**INFORMATION SUPPLIED**
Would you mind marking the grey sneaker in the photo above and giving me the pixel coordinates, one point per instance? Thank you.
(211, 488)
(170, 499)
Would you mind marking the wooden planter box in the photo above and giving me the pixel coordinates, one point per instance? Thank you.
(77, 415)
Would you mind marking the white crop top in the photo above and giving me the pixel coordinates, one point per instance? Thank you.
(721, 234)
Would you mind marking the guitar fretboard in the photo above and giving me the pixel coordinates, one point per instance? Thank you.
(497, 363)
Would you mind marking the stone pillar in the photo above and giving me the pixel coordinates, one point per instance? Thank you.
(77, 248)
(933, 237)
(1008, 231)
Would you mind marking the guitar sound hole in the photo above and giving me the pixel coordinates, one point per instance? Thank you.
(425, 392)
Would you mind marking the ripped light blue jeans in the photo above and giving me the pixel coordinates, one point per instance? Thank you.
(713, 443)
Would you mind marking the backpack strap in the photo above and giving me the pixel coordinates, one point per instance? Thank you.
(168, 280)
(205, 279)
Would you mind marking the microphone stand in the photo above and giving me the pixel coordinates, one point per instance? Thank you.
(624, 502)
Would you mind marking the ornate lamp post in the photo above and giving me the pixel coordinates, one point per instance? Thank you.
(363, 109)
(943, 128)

**WHAT THE TASK REQUIRES**
Switch "ornate" to "wrought-iron" in the listing from the line with "Would you mind marking the ornate" through the end of the listing, and give back only those lines with everything else unchanged.

**WRITTEN ANSWER**
Would you mind marking the wrought-iron lamp post in the photo above and giving me the pixel coordinates, one point per instance? Thank you.
(363, 109)
(943, 128)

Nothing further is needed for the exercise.